##### Testo proposto #####

Di Ubaldo Delsante
“Quell’ardita e bizzarra maniera di fabbricare, che volgarmente
chiamasi Gotica, deve riguardarsi più tosto come una corruttela
che come ordine particolare d’Architettura”
Paolo Frisi (docente a Brera, Milano, 1728-1784)
Salendo dalle Valli di Collecchio verso Sala Baganza, lungo la strada di Montecoppe, cinquecento metri prima del Ferlaro si incontra, sulla destra, l’antico caseificio di Montecoppe, segnalato anche dal consueto cartello del Consorzio del Parmigiano Reggiano, che indica lo spaccio.
Bene, seguiamo la freccia e entriamo nel cortile. Qui tutto è normale e coerente. Si sente il caratteristico “profumo” del latticello e dei suini, si vedono fabbricati riconducibili sicuramente a edilizia agricolo-zootenica, ma anche all’industria casearia. Nulla di strano, salvo alcune decorazioni su di un edificio al quale sono stati addossati altri corpi di fabbrica al punto che a mala pena di capisce cosa sia.
Lasciamo l’auto nel cortile e torniamo sulla strada, l’attraversiamo e ci voltiamo a guardare la facciata. Fatto? E cosa vediamo? Una cosa che non c’entra nulla con l’agricoltura, la zootecnia e i caseifici. Siamo infatti di fronte a un edificio dalle caratteristiche che parrebbero quello di un oratorio o di una chiesa.

#####

### Esercizi
• 1. Nel testo sul caseificio di Montecoppe, quali luoghi sono nominati nel paragrafo che comincia con «Salendo dalle Valli di Collecchio»? Elencali tutti.
• 2. Prosegui il testo sul caseificio di Montecoppe partendo dopo la sua ultima frase.

##### Record elencati #####

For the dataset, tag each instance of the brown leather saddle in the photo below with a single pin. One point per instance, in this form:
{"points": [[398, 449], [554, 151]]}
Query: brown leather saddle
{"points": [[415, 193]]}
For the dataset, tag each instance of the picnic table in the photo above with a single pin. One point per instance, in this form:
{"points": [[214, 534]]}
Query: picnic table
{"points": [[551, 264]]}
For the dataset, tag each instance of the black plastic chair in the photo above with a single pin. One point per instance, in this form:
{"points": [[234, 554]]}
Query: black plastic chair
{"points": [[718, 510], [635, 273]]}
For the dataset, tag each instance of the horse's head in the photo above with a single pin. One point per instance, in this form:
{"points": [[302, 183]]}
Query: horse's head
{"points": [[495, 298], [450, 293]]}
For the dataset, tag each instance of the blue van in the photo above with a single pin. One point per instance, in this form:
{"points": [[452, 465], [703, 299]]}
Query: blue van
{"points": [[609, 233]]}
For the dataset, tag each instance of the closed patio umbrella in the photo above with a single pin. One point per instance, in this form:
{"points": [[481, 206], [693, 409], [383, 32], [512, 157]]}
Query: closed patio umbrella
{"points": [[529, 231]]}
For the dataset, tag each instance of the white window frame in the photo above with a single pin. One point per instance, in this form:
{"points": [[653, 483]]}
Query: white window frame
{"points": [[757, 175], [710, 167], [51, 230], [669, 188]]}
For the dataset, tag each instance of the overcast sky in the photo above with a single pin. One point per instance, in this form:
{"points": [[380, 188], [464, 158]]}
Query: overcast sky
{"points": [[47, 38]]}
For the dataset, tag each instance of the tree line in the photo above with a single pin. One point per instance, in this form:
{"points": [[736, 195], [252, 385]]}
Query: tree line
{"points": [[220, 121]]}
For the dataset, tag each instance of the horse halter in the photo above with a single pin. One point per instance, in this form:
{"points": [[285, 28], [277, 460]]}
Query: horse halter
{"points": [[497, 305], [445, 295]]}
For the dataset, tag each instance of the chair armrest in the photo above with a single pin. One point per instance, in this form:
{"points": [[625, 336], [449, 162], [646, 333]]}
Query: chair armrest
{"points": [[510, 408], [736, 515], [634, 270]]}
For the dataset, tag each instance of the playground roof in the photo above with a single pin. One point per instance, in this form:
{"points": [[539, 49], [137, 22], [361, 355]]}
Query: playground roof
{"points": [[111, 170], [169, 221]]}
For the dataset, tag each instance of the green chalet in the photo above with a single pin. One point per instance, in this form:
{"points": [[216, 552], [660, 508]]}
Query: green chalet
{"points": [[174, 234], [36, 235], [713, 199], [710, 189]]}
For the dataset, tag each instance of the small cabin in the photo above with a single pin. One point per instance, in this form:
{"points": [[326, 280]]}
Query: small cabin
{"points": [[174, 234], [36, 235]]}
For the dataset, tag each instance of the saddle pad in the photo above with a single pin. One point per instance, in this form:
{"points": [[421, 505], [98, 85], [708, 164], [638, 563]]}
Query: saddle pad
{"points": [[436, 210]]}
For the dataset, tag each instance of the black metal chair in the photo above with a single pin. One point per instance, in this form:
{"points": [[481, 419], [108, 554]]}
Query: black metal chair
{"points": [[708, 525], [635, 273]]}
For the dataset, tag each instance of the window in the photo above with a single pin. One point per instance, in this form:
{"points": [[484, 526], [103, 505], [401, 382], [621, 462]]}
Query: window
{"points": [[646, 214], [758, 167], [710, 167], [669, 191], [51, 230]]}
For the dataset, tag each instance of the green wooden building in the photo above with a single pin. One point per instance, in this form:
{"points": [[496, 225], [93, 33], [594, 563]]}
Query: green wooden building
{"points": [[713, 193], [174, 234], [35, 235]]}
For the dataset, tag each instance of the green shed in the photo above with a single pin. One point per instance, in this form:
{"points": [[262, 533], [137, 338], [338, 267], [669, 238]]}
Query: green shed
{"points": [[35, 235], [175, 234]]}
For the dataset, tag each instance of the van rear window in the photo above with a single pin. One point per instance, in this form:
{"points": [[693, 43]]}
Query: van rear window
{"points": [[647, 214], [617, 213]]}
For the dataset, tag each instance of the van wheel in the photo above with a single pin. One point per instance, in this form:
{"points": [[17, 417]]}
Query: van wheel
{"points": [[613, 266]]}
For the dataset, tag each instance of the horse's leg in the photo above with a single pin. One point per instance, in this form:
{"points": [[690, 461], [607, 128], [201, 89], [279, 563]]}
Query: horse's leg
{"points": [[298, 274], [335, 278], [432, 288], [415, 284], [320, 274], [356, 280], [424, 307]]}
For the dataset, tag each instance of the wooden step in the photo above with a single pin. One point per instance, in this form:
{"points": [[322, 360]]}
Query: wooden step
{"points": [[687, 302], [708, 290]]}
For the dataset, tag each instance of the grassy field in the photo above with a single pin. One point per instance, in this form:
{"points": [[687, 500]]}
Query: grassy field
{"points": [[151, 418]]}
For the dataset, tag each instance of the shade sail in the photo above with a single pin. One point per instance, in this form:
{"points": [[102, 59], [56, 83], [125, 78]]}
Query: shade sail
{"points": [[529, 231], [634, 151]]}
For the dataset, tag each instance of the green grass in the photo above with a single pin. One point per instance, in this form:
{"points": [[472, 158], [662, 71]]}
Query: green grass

#####

### Risposte
• 1.
- Valli di Collecchio
- Sala Baganza
- Montecoppe (la strada e il caseificio)
- Ferlaro

• 2.
Guardiamo meglio. La facciata è stile gotico o neogotico. Vedremo poi di esaminare le due possibilità, che vogliono dire secoli di differenza come epoca di costruzione. È tripartita e quindi presuppone tre navate, una centrale, più alta, sormontata da un timpano, e due laterali, più basse.
Le finestre sono ogivali, a bifore, salvaguardate da inferriate non particolarmente di valore artistico, ma insomma di un certo tono ed età.
Il paramento murario è in cotto e in ciotti di fiume, alcuni dei quali posati in modo da dar vita a figure e disegni simili a quelle che si ricontrano nelle mura perimetrali della corte di Giarola: una sorta di macromosaico, se così possiamo chiamarlo.
Non vi è nessun simbolo religioso, né una croce, né l’immagine di una Madonna o di un Santo, salvo una formellina in una nicchia sulla parte bassa a sinistra della fronte Ovest, talmente rovinata da non lasciar capire di quale immagine si tratta: forse di un Cristo che accarezza il capo di un bambino. Vi sono invece molti gigli borbonici.
Una formella con i gigli borbonici presenta anche la firma del costruttore: “L.A.F.F.N.1858”, cioè Luigi Abbati fece fare nel 1858. Già, il perito del governo ducale, soprastante dei beni della Corona Abbati, fece fare, ma che cosa? Tutto il fabbricato o soltanto i lavori di adattamento?
Facciamo un passo indietro e riportiamoci al Seicento.
Tanto il Ferlaro quanto Montecoppe furono confiscati dal duca Ranuccio I ai Sanvitale, affittati (1) e poi col tempo messi in vendita.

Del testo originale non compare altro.